EXCERPTED RECORDS »
——————————
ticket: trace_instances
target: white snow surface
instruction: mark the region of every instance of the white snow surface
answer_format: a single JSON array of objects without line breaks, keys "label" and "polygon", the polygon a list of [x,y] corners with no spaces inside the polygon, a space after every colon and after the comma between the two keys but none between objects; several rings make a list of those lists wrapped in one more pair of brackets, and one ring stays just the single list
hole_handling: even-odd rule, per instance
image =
——————————
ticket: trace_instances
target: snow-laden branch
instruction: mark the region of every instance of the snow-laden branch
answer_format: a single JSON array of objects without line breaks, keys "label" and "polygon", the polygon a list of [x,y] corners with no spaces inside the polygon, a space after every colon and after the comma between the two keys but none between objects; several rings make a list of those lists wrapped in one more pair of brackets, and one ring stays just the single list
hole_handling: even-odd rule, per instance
——————————
TASK OBJECTIVE »
Pick out and copy every line of the entries above that contains the string "laden".

EXERCISE RESPONSE »
target: snow-laden branch
instruction: mark the region of every instance of the snow-laden branch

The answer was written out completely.